■ **Source excerpt**
Grammar tools for Emacs

By Nathan Willis
June 29, 2016

Last week, we noted that grammar-checking constitutes a daunting challenge for humans and software alike. Consequently, it is hardly surprising that automated tools to assess grammatical correctness remain few and far between. While there are several options available for simple stylistic checks (which we examined last week), deep grammatical analysis typically requires connecting to a dedicated grammar engine.

As was the case with our previous installment, the utilities described are available for Emacs, but the landscape is more-or-less equivalent for other editors. The set of tools is also limited to English, although few other languages offer a significantly better palette of options.

Broadly speaking, grammar engines for natural language operate in the same manner as software tools designed to process programming languages. Individual tokens in a document first need to be identified and classified, then the various sentences and paragraphs (or, potentially, shorter snippets) can be parsed and put into a syntax tree. That analogy starts to break down, however, because natural language does not have the strict, formal rules that define the correct syntax—unlike well-designed programming languages. English in particular attracts a great deal of argument where many so-called "grammar rules" are concerned. LWN commenters on last week's story even provided several examples of such vigorous debate.

■ **Listing**
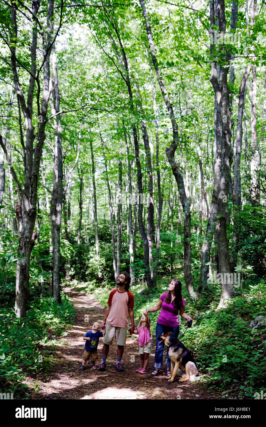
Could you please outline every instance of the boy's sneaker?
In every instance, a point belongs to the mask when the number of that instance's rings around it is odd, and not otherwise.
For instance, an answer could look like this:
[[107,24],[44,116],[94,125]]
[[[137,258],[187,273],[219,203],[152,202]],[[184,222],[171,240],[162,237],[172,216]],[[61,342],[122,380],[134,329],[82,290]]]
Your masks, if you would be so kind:
[[123,365],[119,363],[117,363],[116,365],[115,369],[118,371],[119,372],[123,372],[125,371],[125,369],[124,369]]
[[106,367],[106,363],[105,362],[102,362],[99,367],[99,371],[105,371]]

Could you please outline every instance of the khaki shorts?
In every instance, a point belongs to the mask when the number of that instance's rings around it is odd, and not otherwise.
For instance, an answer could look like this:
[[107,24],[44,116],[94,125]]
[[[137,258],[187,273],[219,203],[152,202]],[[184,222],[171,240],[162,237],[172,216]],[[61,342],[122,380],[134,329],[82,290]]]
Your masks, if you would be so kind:
[[143,353],[148,353],[149,354],[152,352],[152,343],[146,342],[145,345],[140,345],[139,354],[143,354]]
[[102,342],[108,345],[111,345],[113,342],[114,337],[115,335],[117,345],[125,345],[126,339],[126,328],[118,328],[118,326],[112,326],[108,323],[105,325],[105,334],[104,336]]
[[88,351],[88,350],[84,350],[84,353],[82,356],[83,360],[88,360],[90,358],[90,356],[91,356],[91,361],[96,362],[98,360],[98,354],[97,350],[96,351]]

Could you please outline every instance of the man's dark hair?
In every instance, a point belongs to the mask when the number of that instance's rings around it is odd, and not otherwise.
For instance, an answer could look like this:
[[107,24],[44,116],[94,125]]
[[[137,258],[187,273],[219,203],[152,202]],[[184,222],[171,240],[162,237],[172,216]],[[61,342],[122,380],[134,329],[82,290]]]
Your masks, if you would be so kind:
[[125,276],[125,290],[128,291],[130,286],[130,281],[131,279],[130,276],[128,273],[125,273],[123,271],[120,272],[120,274],[123,274]]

■ **Task requirements**
1. Copy the passage of the article on Emacs grammar tools from "As was the case" to "palette of options." without any changes.
2. Carry on the article on Emacs grammar tools from the point where it stops.

■ **The results**
1.
As was the case with our previous installment, the utilities described are available for Emacs, but the landscape is more-or-less equivalent for other editors. The set of tools is also limited to English, although few other languages offer a significantly better palette of options.

2.
The upshot is that researchers devote a lot of time to modeling natural languages and to developing rule sets that produce satisfactory results. But this research is ongoing and does not have a definite stopping point, so the software written by experts in the field is always a moving target—in addition, of course, to each program reflecting a different approach to the problem.

What that means for Emacs users is that any grammar-checking utility linked to a grammar engine is linked to one particular engine from one particular team of researchers. Thus, choosing between tools can demand considerable testing time, on top of any assessment about the suitability of the software available for running the engine itself.

Link Grammar

The Link Grammar Parser was originally written at Carnegie Mellon University, but maintenance as a free-software project has subsequently been taken over by a team from the Abiword project. The code is hosted at GitHub and the latest release was version 5.3.7, from May 7. In addition to English, there are data sets available to use Link Grammar with Russian, German, Lithuanian, Arabic, Farsi, Hebrew, Vietnamese, Indonesian, Kazakh, and Turkish.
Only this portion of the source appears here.